SUPPLIED PASSAGE:
Speaking at a congressional hearing in Washington in 1958, Dornberger insisted America's top space priority should to be to "conquer, occupy, keep, and utilize space between the Earth and the moon." In a subsequent address to a National Missile Industry Conference, he dismissed NASA's early activities as "space stunts" and urged more attention be given to space weaponry.
"Gentlemen, I didn't come to this country to lose the Third World War — I lost two," he explained.
Arms Race
Such developments have not gone unnoticed by other nations — and perhaps unsurprisingly, reaction has not been welcoming.
"Such a provocative stance has forced other countries, particularly Russia and China, to respond with their own space technology expansion. Moscow and Beijing have for many years gone to the United Nations, requesting a treaty banning all weapons in space be negotiated. The US has refused — and the result has been an expensive and destabilizing arms race in space," Bruce told Sputnik.
"There's presently so much space debris orbiting the Earth it must be tracked to ensure existing satellites and space stations aren't destroyed in a collision — any shooting war in space would create a cascading effect and likely put all nations' military and civilian satellites in jeopardy," Bruce told Sputnik.

Dataset entries
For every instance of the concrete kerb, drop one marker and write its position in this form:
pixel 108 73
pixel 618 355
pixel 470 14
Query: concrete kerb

EXERCISE REQUIREMENTS:
In the passage on space weaponry, what term did Dornberger use for NASA's early activities?

REPLY TO THE TASK:
He called them "space stunts."